- [AIM]: Repeat the full listing, word for word.

◇ ◇ ◇ ◇ ◇

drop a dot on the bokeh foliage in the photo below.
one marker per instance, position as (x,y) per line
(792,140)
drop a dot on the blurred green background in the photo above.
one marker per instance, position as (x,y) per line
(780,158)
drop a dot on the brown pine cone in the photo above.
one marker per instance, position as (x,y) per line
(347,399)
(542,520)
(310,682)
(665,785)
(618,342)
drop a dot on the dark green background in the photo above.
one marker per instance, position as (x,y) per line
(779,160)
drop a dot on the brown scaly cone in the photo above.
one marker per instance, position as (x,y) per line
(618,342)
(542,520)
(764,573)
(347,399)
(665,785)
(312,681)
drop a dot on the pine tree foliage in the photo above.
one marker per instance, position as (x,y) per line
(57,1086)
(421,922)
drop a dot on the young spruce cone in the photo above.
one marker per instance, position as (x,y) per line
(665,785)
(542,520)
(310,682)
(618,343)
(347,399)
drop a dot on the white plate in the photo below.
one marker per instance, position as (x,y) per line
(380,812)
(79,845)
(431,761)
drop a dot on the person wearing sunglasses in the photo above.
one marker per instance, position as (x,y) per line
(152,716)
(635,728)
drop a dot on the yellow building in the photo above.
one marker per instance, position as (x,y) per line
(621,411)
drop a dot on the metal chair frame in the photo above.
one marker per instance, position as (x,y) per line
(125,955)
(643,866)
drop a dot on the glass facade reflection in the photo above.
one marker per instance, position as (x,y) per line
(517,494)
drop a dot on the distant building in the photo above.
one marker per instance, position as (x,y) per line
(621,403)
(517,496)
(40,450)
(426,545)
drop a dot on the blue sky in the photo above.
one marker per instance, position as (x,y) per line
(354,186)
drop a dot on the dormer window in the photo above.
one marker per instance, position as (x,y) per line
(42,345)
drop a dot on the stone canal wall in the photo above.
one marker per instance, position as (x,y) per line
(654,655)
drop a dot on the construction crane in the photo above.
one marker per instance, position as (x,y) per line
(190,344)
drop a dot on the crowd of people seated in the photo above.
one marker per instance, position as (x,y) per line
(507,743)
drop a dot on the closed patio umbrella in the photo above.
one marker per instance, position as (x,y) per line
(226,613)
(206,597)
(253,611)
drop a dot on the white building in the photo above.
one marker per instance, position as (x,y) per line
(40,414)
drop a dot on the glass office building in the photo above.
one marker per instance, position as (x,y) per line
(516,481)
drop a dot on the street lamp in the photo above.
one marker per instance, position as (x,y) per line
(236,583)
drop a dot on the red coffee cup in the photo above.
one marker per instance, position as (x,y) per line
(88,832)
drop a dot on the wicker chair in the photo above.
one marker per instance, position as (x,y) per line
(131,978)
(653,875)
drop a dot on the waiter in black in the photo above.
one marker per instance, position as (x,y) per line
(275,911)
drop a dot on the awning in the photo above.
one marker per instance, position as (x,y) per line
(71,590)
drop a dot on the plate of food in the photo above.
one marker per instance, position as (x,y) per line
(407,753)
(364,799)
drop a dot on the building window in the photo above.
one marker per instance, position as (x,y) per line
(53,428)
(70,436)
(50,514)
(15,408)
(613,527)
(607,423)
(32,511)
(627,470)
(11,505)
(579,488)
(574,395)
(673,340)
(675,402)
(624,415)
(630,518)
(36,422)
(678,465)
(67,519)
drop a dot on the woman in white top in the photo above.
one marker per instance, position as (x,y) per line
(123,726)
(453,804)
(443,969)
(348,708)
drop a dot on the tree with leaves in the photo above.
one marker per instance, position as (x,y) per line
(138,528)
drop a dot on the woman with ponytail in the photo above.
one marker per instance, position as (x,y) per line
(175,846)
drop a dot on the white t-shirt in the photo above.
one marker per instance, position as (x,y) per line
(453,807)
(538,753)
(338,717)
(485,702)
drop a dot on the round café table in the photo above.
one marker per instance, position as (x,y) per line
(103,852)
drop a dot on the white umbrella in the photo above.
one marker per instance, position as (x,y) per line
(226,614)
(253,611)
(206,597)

◇ ◇ ◇ ◇ ◇

- [SOLUTION FOR THIS TASK]:
drop a dot on the bokeh foliage in the photo below.
one marker per instance, position as (x,y) per line
(792,140)
drop a dot on the blurred green background in the photo above.
one marker per instance, position as (x,y) per line
(780,158)
drop a dot on the brown pine cone in the photo above.
one marker per instance, position as (x,y) per line
(347,399)
(542,520)
(310,682)
(665,785)
(618,342)
drop a dot on the dark green background in the photo above.
one marker per instance, position as (x,y) per line
(779,160)
drop a dot on the brown scaly cone in the photo above.
one marker per instance, position as (x,y) per line
(618,342)
(542,520)
(764,573)
(347,399)
(665,785)
(312,681)
drop a dot on the pine tree foliage in the photo above.
one marker per instance, position as (x,y) per line
(57,1086)
(421,922)
drop a dot on the young spruce cone in the photo above.
one marker per instance, position as (x,y) per line
(665,785)
(542,520)
(310,682)
(618,343)
(347,399)
drop a dot on the white plate in the photo below.
one marker per instance, position as (x,y) per line
(380,812)
(79,845)
(431,761)
drop a dot on the person wearing sunglasses in the photo above.
one marker per instance, position as (x,y) per line
(152,716)
(635,728)
drop a dot on the yellow building in the photo above.
one marker per instance, position as (x,y) per line
(621,411)
drop a dot on the metal chair frame in the photo above.
one marker per instance, position as (x,y) per line
(125,955)
(643,866)
drop a dot on the glass facade reflection in the photo above.
one marker per instance, position as (x,y) per line
(517,494)
drop a dot on the distant building in the photo above.
one marker per instance, position as (x,y) per line
(621,403)
(517,496)
(40,450)
(426,545)
drop a dot on the blue sky in the photo above.
one marker per instance, position as (x,y) per line
(354,186)
drop a dot on the dormer window in the photo above.
one marker per instance, position as (x,y) per line
(42,345)
drop a dot on the stone canal wall in the photo above.
one marker per instance, position as (x,y) per line
(654,655)
drop a dot on the construction crane in the photo above.
one marker per instance, position as (x,y) per line
(190,344)
drop a dot on the crowd of people seated in the photo above.
one marker per instance, position as (x,y) per line
(507,743)
drop a dot on the closed patio umbrella in the photo above.
one marker per instance, position as (x,y) per line
(226,613)
(206,597)
(253,611)
drop a dot on the white building in the photo above.
one marker per instance, position as (x,y) per line
(40,414)
drop a dot on the glass office building in the photo above.
one marker per instance, position as (x,y) per line
(516,481)
drop a dot on the street lamp in the photo above.
one marker per instance, position as (x,y) per line
(236,583)
drop a dot on the red coffee cup in the photo above.
one marker per instance, position as (x,y) per line
(88,832)
drop a dot on the wicker chair in the photo above.
one marker per instance, position as (x,y) per line
(131,978)
(653,875)
drop a dot on the waiter in black in the photo above.
one marker per instance, position as (x,y) per line
(275,911)
drop a dot on the awning in the photo above.
one marker per instance, position as (x,y) per line
(71,590)
drop a dot on the plate of food in the photo above.
one marker per instance, position as (x,y) per line
(407,753)
(364,799)
drop a dot on the building window in the photo above.
one marker per instance, position as (x,y) per line
(53,428)
(70,436)
(50,514)
(15,408)
(613,527)
(607,423)
(32,511)
(627,470)
(11,505)
(579,488)
(574,395)
(673,340)
(675,402)
(624,415)
(630,518)
(36,422)
(678,465)
(67,519)
drop a dot on the woman in white top in the photo above.
one marker per instance, position as (x,y) per line
(123,726)
(453,804)
(443,969)
(348,708)
drop a dot on the tree with leaves in the photo above.
one marker per instance, position as (x,y) per line
(138,528)
drop a dot on the woman with ponytail in the photo above.
one marker per instance, position as (x,y) per line
(175,846)
drop a dot on the white t-shirt in the photo above.
one marker per instance, position as (x,y) per line
(453,807)
(538,753)
(338,717)
(485,702)
drop a dot on the round café table in the photo above.
one marker per instance, position as (x,y) per line
(103,852)
drop a dot on the white umbrella in the photo above.
one marker per instance, position as (x,y) per line
(226,614)
(253,611)
(206,597)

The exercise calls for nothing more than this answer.